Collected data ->
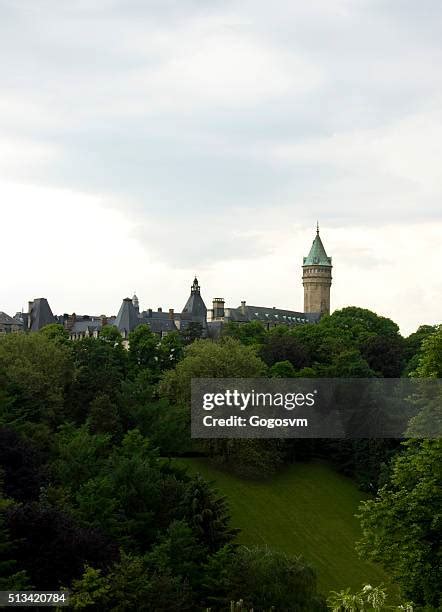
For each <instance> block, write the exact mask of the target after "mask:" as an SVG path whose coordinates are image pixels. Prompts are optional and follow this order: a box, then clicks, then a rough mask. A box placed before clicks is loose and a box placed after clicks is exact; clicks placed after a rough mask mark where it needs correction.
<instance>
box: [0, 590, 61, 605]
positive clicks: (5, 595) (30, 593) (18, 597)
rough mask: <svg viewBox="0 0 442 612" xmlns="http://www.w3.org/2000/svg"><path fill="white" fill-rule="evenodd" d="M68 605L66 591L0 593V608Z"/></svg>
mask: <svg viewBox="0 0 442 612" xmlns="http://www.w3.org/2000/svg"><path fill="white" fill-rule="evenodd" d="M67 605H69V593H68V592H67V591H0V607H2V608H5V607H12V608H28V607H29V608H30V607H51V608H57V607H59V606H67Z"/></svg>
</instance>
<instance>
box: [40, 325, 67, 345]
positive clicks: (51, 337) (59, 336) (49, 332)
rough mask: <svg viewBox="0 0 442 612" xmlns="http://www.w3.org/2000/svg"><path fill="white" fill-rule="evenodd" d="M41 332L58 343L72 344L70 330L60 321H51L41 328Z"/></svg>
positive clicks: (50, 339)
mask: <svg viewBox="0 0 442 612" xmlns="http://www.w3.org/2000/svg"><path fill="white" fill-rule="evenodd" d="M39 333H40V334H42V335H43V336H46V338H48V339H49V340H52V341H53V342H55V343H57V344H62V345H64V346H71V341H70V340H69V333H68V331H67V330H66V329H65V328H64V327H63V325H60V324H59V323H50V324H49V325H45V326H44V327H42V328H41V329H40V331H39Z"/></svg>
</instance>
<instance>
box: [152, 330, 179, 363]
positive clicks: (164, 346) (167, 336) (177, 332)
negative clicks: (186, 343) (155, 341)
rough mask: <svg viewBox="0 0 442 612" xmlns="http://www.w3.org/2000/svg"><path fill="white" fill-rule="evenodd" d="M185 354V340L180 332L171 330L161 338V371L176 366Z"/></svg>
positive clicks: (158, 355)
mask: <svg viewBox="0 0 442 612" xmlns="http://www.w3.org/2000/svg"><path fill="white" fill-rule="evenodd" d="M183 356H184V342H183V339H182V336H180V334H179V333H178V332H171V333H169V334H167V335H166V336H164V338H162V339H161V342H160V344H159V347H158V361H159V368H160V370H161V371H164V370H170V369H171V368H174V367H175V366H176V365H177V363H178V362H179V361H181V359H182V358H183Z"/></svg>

* * *

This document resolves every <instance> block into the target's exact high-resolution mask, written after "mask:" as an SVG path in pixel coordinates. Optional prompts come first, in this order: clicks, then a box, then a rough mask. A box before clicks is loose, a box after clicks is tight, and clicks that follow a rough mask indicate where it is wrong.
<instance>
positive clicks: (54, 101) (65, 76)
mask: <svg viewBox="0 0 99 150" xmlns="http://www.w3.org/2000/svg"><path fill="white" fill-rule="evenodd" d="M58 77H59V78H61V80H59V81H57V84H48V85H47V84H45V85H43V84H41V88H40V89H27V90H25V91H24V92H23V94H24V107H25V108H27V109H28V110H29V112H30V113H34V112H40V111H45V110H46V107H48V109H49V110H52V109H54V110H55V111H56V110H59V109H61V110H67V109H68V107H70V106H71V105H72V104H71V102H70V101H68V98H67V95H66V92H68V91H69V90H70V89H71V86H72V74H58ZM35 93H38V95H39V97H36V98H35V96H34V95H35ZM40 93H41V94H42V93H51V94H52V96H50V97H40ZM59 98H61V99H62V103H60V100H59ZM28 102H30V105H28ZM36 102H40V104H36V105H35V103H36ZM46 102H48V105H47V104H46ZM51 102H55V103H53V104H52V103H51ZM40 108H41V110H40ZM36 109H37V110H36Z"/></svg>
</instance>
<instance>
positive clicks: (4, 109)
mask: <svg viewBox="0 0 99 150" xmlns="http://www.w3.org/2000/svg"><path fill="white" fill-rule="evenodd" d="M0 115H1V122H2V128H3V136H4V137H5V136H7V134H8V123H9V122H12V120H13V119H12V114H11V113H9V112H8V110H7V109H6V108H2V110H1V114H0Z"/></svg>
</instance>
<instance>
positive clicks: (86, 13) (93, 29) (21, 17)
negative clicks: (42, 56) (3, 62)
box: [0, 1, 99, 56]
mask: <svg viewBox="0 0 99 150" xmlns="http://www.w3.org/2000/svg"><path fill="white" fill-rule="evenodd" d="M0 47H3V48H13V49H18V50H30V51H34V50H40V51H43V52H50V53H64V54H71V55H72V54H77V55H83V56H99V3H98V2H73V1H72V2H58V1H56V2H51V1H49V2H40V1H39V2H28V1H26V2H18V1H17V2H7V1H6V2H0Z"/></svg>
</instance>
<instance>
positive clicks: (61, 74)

What to produce -> Would you output, from the records above, exactly the run of lines that starts at the line containing "positive clicks: (164, 346)" and ends at the line containing "354V340L180 332L171 330L161", and only that run?

Answer to this problem ->
positive clicks: (164, 346) (167, 336) (177, 332)
negative clicks: (186, 343) (155, 341)
rough mask: <svg viewBox="0 0 442 612" xmlns="http://www.w3.org/2000/svg"><path fill="white" fill-rule="evenodd" d="M185 354V340L180 332L171 330L161 338V371L176 366Z"/></svg>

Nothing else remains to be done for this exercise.